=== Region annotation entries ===
::::::::

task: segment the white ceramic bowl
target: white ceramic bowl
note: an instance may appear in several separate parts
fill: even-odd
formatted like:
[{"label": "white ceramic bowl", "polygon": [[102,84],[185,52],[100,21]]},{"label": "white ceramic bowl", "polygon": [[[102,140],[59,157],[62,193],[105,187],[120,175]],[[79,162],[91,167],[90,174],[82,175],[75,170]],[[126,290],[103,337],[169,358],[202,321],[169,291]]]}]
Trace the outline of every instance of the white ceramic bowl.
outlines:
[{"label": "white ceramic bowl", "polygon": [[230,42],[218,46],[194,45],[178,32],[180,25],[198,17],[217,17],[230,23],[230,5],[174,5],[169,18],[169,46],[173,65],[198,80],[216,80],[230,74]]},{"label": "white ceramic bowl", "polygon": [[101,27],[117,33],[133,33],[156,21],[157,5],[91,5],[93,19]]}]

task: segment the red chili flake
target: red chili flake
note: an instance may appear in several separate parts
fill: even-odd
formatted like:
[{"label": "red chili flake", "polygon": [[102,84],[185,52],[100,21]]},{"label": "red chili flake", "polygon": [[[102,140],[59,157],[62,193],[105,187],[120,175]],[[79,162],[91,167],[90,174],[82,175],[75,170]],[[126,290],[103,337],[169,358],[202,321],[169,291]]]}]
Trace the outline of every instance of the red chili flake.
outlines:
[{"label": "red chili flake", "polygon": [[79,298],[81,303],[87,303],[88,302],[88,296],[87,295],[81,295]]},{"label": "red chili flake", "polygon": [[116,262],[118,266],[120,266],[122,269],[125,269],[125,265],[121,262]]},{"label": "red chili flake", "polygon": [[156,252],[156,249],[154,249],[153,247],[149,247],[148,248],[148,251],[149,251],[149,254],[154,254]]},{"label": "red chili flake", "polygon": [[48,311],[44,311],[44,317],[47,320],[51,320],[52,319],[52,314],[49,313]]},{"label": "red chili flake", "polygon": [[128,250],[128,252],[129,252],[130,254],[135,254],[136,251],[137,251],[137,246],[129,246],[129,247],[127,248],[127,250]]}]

::::::::

=== Task ===
Write the lines out verbatim, from the one with "task: segment the red chili flake" through the last line of the entries, and stop there.

=== Exercise solution ===
task: segment the red chili flake
target: red chili flake
note: an instance may appear in several separate parts
fill: even-odd
formatted like:
[{"label": "red chili flake", "polygon": [[102,84],[185,52],[100,21]]},{"label": "red chili flake", "polygon": [[[102,140],[59,157],[62,193],[105,187],[120,175]],[[79,162],[91,167],[90,174],[82,175],[75,170]],[[126,290],[103,337],[169,358],[202,321],[169,291]]]}]
Trace the outline of every instance of the red chili flake.
outlines:
[{"label": "red chili flake", "polygon": [[79,298],[81,303],[87,303],[88,302],[88,296],[87,295],[81,295]]},{"label": "red chili flake", "polygon": [[116,262],[118,266],[120,266],[122,269],[125,269],[125,265],[121,262]]},{"label": "red chili flake", "polygon": [[156,252],[156,249],[154,249],[153,247],[149,247],[148,248],[148,251],[149,251],[149,254],[154,254]]},{"label": "red chili flake", "polygon": [[48,311],[44,311],[44,317],[47,320],[51,320],[52,319],[52,314],[49,313]]},{"label": "red chili flake", "polygon": [[128,250],[128,252],[129,252],[130,254],[135,254],[136,251],[137,251],[137,246],[129,246],[129,247],[127,248],[127,250]]}]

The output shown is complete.